(PROMPT):
Please repeat each entry. Match every word exactly.
(DATA PROVIDED begins)
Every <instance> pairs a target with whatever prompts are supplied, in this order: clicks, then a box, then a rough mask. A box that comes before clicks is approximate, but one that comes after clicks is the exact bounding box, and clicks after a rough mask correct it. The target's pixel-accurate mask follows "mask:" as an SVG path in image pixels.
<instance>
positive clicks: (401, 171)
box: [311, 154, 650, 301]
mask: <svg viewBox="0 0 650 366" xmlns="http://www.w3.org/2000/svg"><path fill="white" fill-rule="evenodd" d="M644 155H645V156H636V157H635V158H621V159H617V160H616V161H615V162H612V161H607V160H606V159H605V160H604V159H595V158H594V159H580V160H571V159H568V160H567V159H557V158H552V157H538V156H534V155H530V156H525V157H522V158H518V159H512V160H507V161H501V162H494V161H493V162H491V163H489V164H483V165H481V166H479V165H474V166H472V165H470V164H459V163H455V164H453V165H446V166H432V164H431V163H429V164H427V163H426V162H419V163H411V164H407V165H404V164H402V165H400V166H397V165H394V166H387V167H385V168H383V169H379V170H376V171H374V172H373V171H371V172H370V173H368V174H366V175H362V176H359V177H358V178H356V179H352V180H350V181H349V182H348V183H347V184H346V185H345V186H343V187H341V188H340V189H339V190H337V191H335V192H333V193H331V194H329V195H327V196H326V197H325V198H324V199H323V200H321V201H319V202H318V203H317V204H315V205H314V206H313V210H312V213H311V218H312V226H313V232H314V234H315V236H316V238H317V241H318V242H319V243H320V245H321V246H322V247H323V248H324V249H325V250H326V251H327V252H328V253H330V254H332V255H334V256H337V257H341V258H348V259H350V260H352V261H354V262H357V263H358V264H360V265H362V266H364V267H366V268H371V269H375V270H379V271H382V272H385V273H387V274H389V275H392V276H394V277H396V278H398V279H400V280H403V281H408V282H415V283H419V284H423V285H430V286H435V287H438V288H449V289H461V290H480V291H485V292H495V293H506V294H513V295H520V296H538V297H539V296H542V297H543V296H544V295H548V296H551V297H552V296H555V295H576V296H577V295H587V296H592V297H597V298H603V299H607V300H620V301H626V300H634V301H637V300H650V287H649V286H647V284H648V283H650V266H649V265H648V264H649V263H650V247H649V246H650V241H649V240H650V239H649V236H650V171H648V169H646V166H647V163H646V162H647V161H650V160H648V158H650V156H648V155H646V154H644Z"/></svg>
(DATA PROVIDED ends)
(RESPONSE):
Every <instance> pairs a target with whatever prompts are supplied, in this order: clicks, then a box, then a rough mask. A box that comes before clicks is approximate, but one that comes after clicks is the exact bounding box, and clicks after a rough mask correct it. The target's pixel-accurate mask follows "mask:" as an SVG path in image pixels.
<instance>
positive clicks: (401, 171)
box: [311, 154, 650, 301]
mask: <svg viewBox="0 0 650 366" xmlns="http://www.w3.org/2000/svg"><path fill="white" fill-rule="evenodd" d="M644 155H645V156H636V157H635V158H621V159H617V160H616V161H615V162H612V161H607V160H606V159H605V160H604V159H595V158H594V159H580V160H571V159H568V160H567V159H557V158H552V157H538V156H534V155H530V156H525V157H522V158H518V159H512V160H507V161H501V162H494V161H493V162H491V163H489V164H483V165H481V166H479V165H474V166H472V165H470V164H459V163H455V164H453V165H446V166H432V164H431V163H429V164H427V163H426V162H419V163H411V164H407V165H404V164H402V165H400V166H397V165H394V166H387V167H385V168H383V169H379V170H376V171H374V172H373V171H371V172H370V173H368V174H366V175H362V176H359V177H358V178H356V179H352V180H350V181H349V182H348V183H347V184H346V185H345V186H343V187H341V188H340V189H339V190H337V191H335V192H333V193H331V194H329V195H327V196H326V197H325V198H324V199H323V200H321V201H319V202H318V203H317V204H315V205H314V206H313V210H312V213H311V218H312V226H313V232H314V234H315V236H316V238H317V241H318V242H319V243H320V245H321V246H322V247H323V248H324V249H325V250H326V251H327V252H328V253H330V254H332V255H334V256H337V257H341V258H348V259H350V260H352V261H354V262H357V263H358V264H360V265H362V266H364V267H366V268H371V269H375V270H379V271H382V272H385V273H387V274H389V275H392V276H394V277H396V278H398V279H400V280H403V281H408V282H415V283H419V284H423V285H430V286H435V287H438V288H449V289H461V290H480V291H485V292H495V293H506V294H513V295H520V296H538V297H539V296H542V297H543V296H544V295H548V296H551V297H552V296H555V295H576V296H577V295H587V296H592V297H597V298H603V299H607V300H620V301H626V300H634V301H637V300H650V287H649V286H647V284H648V283H650V266H649V265H648V264H649V263H650V247H649V246H650V241H649V240H650V239H649V236H650V171H648V169H646V166H647V163H646V162H647V161H650V160H648V158H650V156H648V155H646V154H644Z"/></svg>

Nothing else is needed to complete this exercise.